#### SOURCE DATA ####

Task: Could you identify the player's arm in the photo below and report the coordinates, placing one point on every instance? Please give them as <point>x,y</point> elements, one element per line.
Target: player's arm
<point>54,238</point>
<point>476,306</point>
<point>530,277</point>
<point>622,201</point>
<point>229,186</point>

####

# EXERCISE REQUIREMENTS:
What you return should match the data character for character.

# PROBLEM SOLUTION:
Task: Could you identify the player's arm in the photo below and report the coordinates, placing one point on every instance? Please give them as <point>x,y</point> elements, one element per line.
Target: player's arm
<point>54,238</point>
<point>476,306</point>
<point>530,277</point>
<point>622,201</point>
<point>229,186</point>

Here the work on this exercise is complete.